Job 1:
Answer these questions about the Xen patch post below:
(a) Which debugging function does the author want to keep for a while?
(b) How many files and insertions does the diff summary report?
(c) Which function declaration does the patch add to sys/dev/pv/xen.c?

Extracted text:
#####

Xen Patch-04: Shared info page

Mike Belopuhov Sat, 05 Dec 2015 10:32:49 -0800

Allocate and hook up a "shared info page" that provides a matrix
of pending events and some other information like hypervisor
timecounter.  I'd like to keep the debugging function
xen_print_info_page around for a while.


OK?

---
 sys/dev/pv/xen.c    |  82 ++++++++++++
 sys/dev/pv/xenreg.h | 368 ++++++++++++++++++++++++++++++++++++++++++++++++++++
 sys/dev/pv/xenvar.h |   2 +
 3 files changed, 452 insertions(+)

diff --git sys/dev/pv/xen.c sys/dev/pv/xen.c
index f1198d1..e8aeeb8 100644
--- sys/dev/pv/xen.c
+++ sys/dev/pv/xen.c
@@ -35,10 +35,11 @@ struct xen_softc *xen_sc;
 
 void   xen_find_base(struct xen_softc *);
 int    xen_init_hypercall(struct xen_softc *);
 int    xen_getversion(struct xen_softc *);
 int    xen_getfeatures(struct xen_softc *);
+int    xen_init_info_page(struct xen_softc *);
 
 int    xen_match(struct device *, void *, void *);
 void   xen_attach(struct device *, struct device *, void *);
 void   xen_resume(struct device *);
 int    xen_activate(struct device *, int);
@@ -84,10 +85,13 @@ xen_attach(struct device *parent, struct device *self, void 
*aux)
 
        if (xen_getversion(sc))

#####

Excerpt from a dataset:
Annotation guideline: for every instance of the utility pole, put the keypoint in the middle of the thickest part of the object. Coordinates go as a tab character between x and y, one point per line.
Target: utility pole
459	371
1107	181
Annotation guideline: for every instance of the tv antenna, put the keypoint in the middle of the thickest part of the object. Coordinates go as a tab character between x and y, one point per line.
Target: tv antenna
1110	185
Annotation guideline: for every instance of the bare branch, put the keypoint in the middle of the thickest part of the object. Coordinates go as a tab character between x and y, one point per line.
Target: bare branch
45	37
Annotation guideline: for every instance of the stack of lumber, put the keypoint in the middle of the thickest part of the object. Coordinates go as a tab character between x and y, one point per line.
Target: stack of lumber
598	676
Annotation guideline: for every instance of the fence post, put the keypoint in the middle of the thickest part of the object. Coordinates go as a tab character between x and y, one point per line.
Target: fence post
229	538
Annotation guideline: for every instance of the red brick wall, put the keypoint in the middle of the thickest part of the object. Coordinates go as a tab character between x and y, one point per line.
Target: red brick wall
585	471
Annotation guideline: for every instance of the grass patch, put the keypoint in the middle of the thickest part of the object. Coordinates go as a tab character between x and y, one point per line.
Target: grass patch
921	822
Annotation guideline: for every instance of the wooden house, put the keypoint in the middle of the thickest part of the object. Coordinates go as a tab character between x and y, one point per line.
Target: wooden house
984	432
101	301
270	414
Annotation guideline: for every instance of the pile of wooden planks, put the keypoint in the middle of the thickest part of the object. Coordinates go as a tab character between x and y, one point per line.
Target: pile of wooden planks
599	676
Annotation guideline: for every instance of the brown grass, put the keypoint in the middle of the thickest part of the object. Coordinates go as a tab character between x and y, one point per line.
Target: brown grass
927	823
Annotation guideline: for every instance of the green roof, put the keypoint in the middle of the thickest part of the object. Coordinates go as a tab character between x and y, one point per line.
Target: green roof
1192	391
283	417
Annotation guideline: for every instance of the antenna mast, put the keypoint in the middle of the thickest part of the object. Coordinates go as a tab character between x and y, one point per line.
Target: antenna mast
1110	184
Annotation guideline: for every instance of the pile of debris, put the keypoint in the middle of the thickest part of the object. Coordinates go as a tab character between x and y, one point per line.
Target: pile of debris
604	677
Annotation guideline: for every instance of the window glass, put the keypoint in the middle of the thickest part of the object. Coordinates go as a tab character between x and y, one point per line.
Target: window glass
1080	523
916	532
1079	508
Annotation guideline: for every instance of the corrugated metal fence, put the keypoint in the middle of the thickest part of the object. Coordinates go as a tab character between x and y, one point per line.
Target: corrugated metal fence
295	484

#####

Job 2: Show every line of the entries above that contains the string "mast". Case counts.

Full output 1:
(a) xen_print_info_page
(b) 3 files, 452 insertions
(c) int xen_init_info_page(struct xen_softc *);

Full output 2:
Annotation guideline: for every instance of the antenna mast, put the keypoint in the middle of the thickest part of the object. Coordinates go as a tab character between x and y, one point per line.
Target: antenna mast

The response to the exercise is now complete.